- [PASSAGE TO READ]:
— start —

Python uses the `pandas` package to create and manipulate data frames. A data frame is a table with labelled columns and rows. Data frames are useful because they can have a mix of different data types as entries. This is particularly helpful when working with string based labels (like species, units, etc) and float or integer data (measurements or parameters).

One of the most commonly used outputs of the QSP notebook is in the form of a data frame. And client data is typically imported as a data frame.

A dataframe can be created in a similar manner as a dictionary by using `df = pd.DataFrame({'column': [list of entries]})`. We will cover importing a dataframe in the introductory plotting notebook.

To call a column from the dataframe you can use either `df['column']` or `df.column`. This second option only works if there are no spaces in the column name.

Rows in a data frame are labeled by `index`. By default these are integers starting at zero - though you many turn a non integer column into indices. To call specific rows you may use similar method as in list and array indexing `df.loc[start:stop:step]`.

Some useful methods for data frames are listed here:
* `.query('condition')` - calls all rows that satisfy a specific condition. Note the condition must be listed as a string and is typically regarding the value of entries in a specific column.

— end —

[Dataset material on object locations]
— start —

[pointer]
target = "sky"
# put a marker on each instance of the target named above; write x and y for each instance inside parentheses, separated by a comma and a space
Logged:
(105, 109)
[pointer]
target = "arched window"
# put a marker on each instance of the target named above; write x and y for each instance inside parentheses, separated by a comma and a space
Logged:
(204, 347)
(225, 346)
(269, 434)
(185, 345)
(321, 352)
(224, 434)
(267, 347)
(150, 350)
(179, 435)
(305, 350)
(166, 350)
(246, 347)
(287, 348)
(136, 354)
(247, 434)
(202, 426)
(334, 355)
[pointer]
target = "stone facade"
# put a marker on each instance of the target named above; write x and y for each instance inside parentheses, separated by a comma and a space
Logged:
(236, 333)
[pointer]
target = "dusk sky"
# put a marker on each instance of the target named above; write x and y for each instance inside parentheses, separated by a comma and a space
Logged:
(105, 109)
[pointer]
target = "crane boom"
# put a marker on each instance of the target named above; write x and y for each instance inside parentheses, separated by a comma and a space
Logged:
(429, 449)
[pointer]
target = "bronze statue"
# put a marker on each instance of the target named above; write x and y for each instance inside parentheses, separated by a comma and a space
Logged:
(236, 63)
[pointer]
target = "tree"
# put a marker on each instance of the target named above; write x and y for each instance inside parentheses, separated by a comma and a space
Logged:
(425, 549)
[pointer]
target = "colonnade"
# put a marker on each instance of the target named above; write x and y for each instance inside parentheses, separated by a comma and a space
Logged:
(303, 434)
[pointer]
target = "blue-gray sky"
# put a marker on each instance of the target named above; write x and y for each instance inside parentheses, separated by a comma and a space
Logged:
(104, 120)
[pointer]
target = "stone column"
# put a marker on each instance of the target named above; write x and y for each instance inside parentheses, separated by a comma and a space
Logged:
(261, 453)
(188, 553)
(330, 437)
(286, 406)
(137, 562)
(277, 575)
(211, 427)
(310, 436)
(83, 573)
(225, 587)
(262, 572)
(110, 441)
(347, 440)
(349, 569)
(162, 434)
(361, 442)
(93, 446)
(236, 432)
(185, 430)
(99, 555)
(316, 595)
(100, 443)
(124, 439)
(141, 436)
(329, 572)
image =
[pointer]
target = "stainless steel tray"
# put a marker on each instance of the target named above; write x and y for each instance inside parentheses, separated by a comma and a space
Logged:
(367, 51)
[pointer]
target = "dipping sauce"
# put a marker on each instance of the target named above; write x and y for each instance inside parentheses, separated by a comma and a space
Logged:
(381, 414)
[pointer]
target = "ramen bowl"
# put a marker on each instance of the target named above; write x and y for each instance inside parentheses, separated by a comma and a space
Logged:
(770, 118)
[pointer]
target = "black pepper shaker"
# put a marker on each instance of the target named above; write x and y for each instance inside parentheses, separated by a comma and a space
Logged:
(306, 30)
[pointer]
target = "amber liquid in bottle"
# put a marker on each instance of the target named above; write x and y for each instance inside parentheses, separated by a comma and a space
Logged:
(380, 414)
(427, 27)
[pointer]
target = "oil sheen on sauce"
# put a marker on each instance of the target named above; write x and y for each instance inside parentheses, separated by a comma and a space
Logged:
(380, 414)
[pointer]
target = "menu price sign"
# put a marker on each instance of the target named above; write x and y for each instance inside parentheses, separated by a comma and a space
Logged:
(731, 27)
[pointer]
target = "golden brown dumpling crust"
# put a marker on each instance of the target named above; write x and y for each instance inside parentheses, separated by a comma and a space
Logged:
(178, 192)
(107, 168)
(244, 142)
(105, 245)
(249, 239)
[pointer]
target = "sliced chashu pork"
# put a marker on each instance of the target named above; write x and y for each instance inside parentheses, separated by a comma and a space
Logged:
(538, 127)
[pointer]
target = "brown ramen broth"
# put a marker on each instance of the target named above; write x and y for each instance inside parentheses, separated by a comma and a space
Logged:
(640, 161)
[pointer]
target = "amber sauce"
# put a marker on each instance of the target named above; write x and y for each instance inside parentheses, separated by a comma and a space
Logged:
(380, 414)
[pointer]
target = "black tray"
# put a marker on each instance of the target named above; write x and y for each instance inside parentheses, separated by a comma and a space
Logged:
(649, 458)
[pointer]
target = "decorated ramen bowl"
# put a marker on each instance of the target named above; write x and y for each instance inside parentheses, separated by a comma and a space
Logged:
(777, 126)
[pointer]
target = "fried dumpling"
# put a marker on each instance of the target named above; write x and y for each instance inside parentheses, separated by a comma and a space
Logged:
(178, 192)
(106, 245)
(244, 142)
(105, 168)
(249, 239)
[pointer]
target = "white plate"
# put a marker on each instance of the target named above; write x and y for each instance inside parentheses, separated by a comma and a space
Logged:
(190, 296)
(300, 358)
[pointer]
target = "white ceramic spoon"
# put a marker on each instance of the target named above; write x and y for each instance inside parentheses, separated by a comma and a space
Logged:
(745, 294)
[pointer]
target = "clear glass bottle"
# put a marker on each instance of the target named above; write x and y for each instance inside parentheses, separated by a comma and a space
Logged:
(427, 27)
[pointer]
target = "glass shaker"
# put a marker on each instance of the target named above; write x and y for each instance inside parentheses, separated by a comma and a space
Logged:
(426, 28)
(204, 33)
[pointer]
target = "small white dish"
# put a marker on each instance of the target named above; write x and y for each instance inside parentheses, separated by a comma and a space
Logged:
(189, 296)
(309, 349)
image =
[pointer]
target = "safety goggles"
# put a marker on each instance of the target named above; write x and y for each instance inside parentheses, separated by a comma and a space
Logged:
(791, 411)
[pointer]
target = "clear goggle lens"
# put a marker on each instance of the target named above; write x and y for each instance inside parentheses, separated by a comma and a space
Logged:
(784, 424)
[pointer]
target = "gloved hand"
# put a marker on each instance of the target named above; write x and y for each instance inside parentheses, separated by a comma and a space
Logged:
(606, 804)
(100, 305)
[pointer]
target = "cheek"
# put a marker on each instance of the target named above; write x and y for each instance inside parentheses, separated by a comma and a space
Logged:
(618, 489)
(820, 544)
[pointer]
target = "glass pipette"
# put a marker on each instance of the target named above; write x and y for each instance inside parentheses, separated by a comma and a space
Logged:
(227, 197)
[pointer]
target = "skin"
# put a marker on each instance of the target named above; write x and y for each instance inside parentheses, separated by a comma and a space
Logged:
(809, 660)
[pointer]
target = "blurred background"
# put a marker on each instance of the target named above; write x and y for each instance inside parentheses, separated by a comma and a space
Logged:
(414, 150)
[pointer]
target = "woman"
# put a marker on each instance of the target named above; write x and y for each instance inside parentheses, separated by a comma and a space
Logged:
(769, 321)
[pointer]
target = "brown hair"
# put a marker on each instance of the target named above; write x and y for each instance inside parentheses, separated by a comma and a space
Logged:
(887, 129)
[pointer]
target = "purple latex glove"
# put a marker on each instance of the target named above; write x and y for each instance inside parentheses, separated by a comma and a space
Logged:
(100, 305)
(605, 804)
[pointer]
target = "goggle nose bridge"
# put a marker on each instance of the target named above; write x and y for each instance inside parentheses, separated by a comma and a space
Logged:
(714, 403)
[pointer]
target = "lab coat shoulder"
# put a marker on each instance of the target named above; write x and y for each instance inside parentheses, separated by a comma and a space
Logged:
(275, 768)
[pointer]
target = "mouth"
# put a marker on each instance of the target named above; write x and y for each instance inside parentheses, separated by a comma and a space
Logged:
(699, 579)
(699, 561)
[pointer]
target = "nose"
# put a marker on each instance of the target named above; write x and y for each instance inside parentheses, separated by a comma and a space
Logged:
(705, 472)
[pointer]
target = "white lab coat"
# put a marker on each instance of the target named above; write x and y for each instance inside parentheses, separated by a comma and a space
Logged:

— end —

- [REQUIREMENT]:
According to the pandas data frame passage, when does the `df.column` way of calling a column work?

- [TASK ANSWER]:
Only when the column name contains no spaces.